■ WHAT YOU NEED TO DO
a) Answer these from the forum thread on Python builtins, one answer per line, marked as the questions are:
(i) What value does the trick assign to builtins.thing?
(ii) Which environment variable does the cs.x module check before adding X to builtins?
(iii) How many primary features does the X() function have?
b) Transcribe the forum thread on Python builtins word for word, everything from "x is a global, and" down to "a flat script.".
c) Write the next part of the forum thread on Python builtins, picking up right after its last sentence.

■ PASSAGE TO READ
Cameron Simpson said:

“There isn’t really any “higher” namespace.”

Sure there is: builtins, which are global to the entire interpreter session.

Here’s a trick to make something global to your entire application all at once:

import builtins

builtins.thing = 42

And now you can refer to thing from any module, anywhere, and it will return 42 (unless there is a local or module global variable of the same name).

But there is no equivalent to the global declaration to force a name into builtins, so although you can write:

print(thing)  # looks up the builtin name and prints 42

there is no way to make this work:

# Will never work, it must always be written builtins.thing = 999

thing = 999

That will always create a new local (or module global) variable “thing” with the value 999, shadowing the builtin variable “thing”.

cameron · June 26, 2022, 8:41am

By Cameron Simpson via Discussions on Python.org at 26Jun2022 04:40:

x is a global, and y and z are function locals. So we mean what
you’d naively expect of a global variable without thinking about modules
at all eg for a flat script.

There isn’t really any “higher” namespace.

Actually, I suppose there’s builtins.

Cheers,
Cameron Simpson cs@cskk.id.au

cameron · June 26, 2022, 10:36am

By Steven D’Aprano via Discussions on Python.org at 26Jun2022 06:35:

Cameron Simpson said:
“There isn’t really any “higher” namespace.”

Sure there is: builtins, which are global to the entire interpreter session.

As I remembered some minutes later. Oh the embarrassment.

Here’s a trick to make something global to your entire application all
at once:

import builtins
builtins.thing = 42

Yah, I’ve done that for my X() debug function occasionally, whose
cs.x module has:

if os.environ.get('CS_X_BUILTIN', ''):
  try:
    import builtins
  except ImportError:
    pass
  else:
    builtins.X = X

Cheers,
Cameron Simpson cs@cskk.id.au

steven.daprano · June 26, 2022, 11:02am

“my X() debug function”

Tell us more!

cameron · June 26, 2022, 11:53am

By Steven D’Aprano via Discussions on Python.org at 26Jun2022 11:17:

“my X() debug function”

Tell us more!

Well, I’m a lazy typist. And I debug a lot with print(), or more often
my X() function instead. X() has 4 primary features:

easy to type (1 letter, and both X and ( hold down the shift key)

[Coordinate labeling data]
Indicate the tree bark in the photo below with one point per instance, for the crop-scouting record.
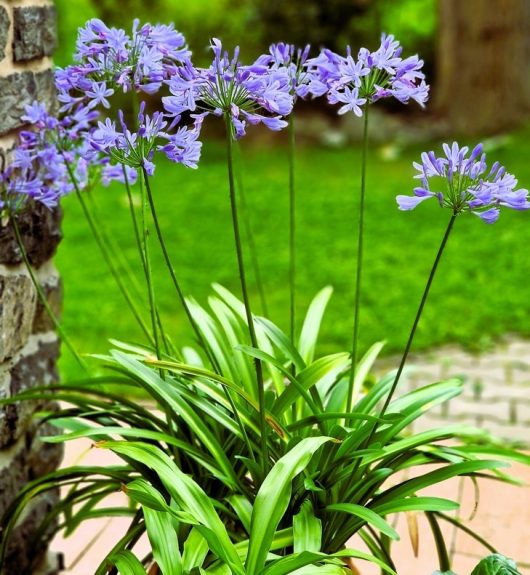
(483, 64)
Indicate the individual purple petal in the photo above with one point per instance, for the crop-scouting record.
(406, 203)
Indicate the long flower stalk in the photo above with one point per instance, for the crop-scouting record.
(148, 274)
(169, 265)
(108, 260)
(360, 254)
(42, 295)
(292, 230)
(419, 312)
(246, 299)
(252, 249)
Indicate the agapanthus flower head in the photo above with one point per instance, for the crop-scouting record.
(354, 82)
(135, 149)
(245, 94)
(462, 181)
(292, 59)
(45, 159)
(109, 59)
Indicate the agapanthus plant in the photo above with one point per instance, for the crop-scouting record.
(245, 94)
(463, 182)
(258, 459)
(110, 59)
(372, 76)
(355, 84)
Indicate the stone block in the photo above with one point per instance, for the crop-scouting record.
(4, 30)
(34, 32)
(25, 460)
(19, 89)
(40, 231)
(53, 290)
(27, 547)
(18, 300)
(35, 365)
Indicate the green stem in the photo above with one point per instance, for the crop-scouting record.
(246, 300)
(443, 556)
(42, 296)
(140, 249)
(251, 243)
(358, 279)
(169, 265)
(149, 276)
(418, 315)
(113, 270)
(292, 228)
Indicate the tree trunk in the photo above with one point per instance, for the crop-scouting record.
(483, 64)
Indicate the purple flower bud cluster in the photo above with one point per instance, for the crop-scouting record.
(136, 149)
(293, 60)
(246, 94)
(43, 159)
(468, 184)
(105, 56)
(372, 76)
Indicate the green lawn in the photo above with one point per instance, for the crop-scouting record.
(480, 293)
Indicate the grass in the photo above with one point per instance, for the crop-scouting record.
(479, 294)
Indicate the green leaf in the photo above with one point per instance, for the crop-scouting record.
(243, 509)
(164, 542)
(496, 565)
(322, 370)
(127, 563)
(366, 515)
(195, 551)
(178, 405)
(311, 326)
(307, 529)
(416, 504)
(187, 494)
(273, 499)
(297, 561)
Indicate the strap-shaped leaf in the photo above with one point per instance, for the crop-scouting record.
(127, 563)
(367, 515)
(307, 529)
(273, 499)
(187, 494)
(164, 541)
(311, 326)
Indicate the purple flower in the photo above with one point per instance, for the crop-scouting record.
(98, 95)
(370, 77)
(245, 94)
(136, 149)
(469, 186)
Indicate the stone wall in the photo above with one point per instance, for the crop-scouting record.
(29, 347)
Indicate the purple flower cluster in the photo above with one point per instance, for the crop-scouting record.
(469, 184)
(246, 94)
(372, 76)
(136, 149)
(46, 159)
(110, 59)
(80, 145)
(293, 60)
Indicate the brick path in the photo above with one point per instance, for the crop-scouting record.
(496, 397)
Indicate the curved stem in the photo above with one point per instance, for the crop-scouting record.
(246, 300)
(250, 238)
(358, 279)
(292, 229)
(42, 296)
(149, 277)
(414, 325)
(104, 252)
(169, 266)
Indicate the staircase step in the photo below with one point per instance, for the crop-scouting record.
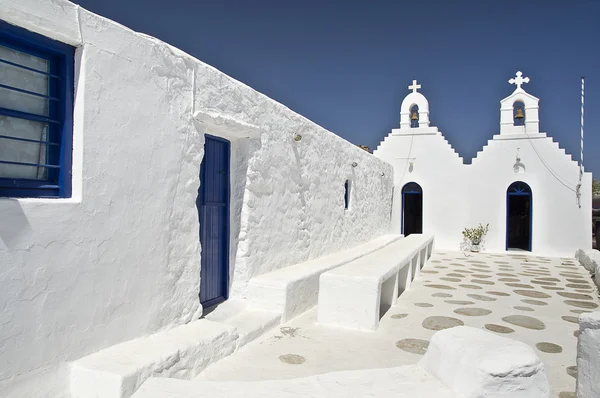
(181, 352)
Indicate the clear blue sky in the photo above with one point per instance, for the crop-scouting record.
(346, 64)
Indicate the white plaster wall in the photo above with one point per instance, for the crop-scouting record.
(456, 195)
(559, 226)
(121, 258)
(438, 169)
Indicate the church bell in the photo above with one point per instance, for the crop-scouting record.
(519, 114)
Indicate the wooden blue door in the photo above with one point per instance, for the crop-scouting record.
(213, 212)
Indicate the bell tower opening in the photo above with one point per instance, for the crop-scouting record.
(519, 113)
(414, 116)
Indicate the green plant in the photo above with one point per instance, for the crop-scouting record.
(475, 235)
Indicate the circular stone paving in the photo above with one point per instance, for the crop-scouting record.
(292, 359)
(580, 311)
(577, 286)
(471, 286)
(576, 296)
(572, 319)
(472, 311)
(550, 348)
(482, 282)
(441, 322)
(498, 294)
(448, 279)
(523, 308)
(480, 297)
(423, 305)
(415, 346)
(509, 280)
(441, 287)
(566, 394)
(519, 285)
(525, 322)
(534, 302)
(459, 302)
(581, 304)
(498, 328)
(532, 293)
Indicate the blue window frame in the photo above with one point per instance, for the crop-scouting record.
(36, 114)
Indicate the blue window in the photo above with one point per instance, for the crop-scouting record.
(36, 114)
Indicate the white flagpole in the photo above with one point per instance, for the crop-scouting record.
(578, 191)
(581, 156)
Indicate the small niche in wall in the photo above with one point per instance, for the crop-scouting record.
(347, 189)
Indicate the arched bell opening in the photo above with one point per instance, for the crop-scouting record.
(519, 113)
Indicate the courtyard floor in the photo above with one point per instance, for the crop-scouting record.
(532, 299)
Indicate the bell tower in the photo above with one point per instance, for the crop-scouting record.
(414, 111)
(519, 112)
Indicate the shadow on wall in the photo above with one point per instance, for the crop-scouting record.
(14, 226)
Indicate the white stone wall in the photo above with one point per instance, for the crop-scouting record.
(588, 355)
(456, 195)
(122, 258)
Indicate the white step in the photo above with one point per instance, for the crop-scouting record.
(408, 381)
(181, 352)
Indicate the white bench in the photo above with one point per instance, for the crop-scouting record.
(293, 290)
(356, 295)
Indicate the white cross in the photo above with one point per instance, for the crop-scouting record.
(414, 87)
(519, 80)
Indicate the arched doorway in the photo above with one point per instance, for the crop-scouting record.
(518, 216)
(412, 209)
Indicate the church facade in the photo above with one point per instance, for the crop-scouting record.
(521, 183)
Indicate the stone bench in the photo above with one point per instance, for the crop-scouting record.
(408, 381)
(356, 295)
(474, 363)
(293, 290)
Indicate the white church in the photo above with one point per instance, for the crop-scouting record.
(521, 183)
(141, 188)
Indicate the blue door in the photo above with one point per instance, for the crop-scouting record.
(412, 209)
(213, 214)
(518, 216)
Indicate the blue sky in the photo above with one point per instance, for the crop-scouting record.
(346, 64)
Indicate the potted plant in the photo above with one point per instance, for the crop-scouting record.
(475, 236)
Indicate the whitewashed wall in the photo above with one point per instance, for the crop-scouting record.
(122, 257)
(456, 195)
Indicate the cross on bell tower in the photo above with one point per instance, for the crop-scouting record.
(519, 80)
(414, 87)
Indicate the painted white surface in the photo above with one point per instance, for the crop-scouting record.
(588, 355)
(474, 363)
(456, 195)
(408, 381)
(357, 295)
(122, 258)
(181, 352)
(294, 290)
(590, 260)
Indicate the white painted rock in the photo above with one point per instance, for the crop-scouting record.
(588, 356)
(590, 260)
(476, 364)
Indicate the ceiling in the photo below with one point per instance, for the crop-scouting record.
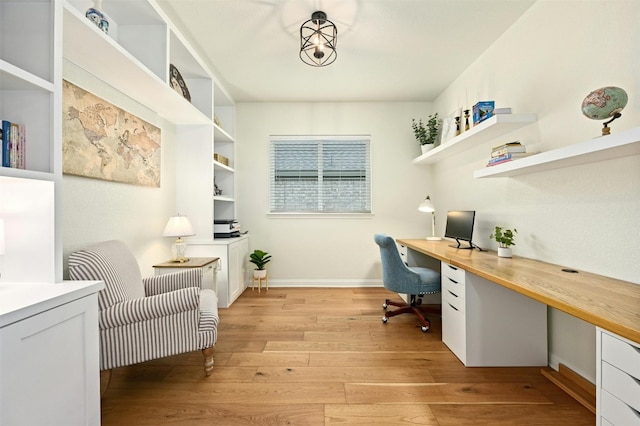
(388, 50)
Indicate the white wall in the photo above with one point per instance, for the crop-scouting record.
(331, 251)
(96, 210)
(585, 217)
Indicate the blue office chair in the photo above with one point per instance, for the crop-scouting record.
(410, 280)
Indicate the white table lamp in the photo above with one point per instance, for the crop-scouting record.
(178, 226)
(427, 207)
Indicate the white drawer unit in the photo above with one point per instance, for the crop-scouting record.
(618, 380)
(473, 325)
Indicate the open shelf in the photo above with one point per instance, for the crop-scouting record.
(89, 48)
(602, 148)
(492, 128)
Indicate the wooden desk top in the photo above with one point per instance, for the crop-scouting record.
(605, 302)
(193, 262)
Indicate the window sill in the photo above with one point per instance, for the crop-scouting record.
(320, 215)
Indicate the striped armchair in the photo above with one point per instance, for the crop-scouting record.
(146, 318)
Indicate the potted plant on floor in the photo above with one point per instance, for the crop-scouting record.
(505, 238)
(426, 135)
(260, 259)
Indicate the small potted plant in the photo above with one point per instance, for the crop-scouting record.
(427, 134)
(505, 238)
(260, 259)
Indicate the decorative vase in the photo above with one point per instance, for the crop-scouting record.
(504, 252)
(426, 147)
(98, 17)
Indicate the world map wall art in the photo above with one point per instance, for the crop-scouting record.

■ RESPONSES TO THE EXERCISE
a)
(i) 42
(ii) CS_X_BUILTIN
(iii) 4

b)
x is a global, and y and z are function locals. So we mean what
you’d naively expect of a global variable without thinking about modules
at all eg for a flat script.

c)
can output in an ANSI colour - I use yellow in my terminals for it, so
it stands out amongst the normal green
write to stderr by default, but can also write directly to the
terminal (or to a logger or be discarded, which I pretty much never
use)
be controlled with enviroment variables

Here’s a screengrab of a dev terminal with some X() debug output in
the output:

So, the module I’m debugging will usually have:

from cs.x import X

like this (uncommited code which emits the message in the image above):

CSS[~/hg/css-solar(hg:solar)]fleet2*> diff
+ exec hg -R /Users/cameron/hg/css-solar diff
diff --git a/lib/python/cs/timeseries.py b/lib/python/cs/timeseries.py
--- a/lib/python/cs/timeseries.py
+++ b/lib/python/cs/timeseries.py
@@ -102,6 +102,8 @@ from cs.resources import MultiOpenMixin
 from cs.result import CancellationError
 from cs.upd import Upd, UpdProxy, print  # pylint: disable=redefined-builtin

+from cs.x import X
+
 __version__ = '20220606-post'

 DISTINFO = {
@@ -2730,6 +2732,7 @@ class TimeSeriesMapping(dict, MultiOpenM
           `column_name_map.get(column_name,column_name)`
     '''
     pd = import_extra('pandas', DISTINFO)
+    X("READ_CSV %r\npd_read_csv_kw=%s", csvpath, pformat(pd_read_csv_kw))
     df = pfx_call(pd.read_csv, csvpath, **pd_read_csv_kw)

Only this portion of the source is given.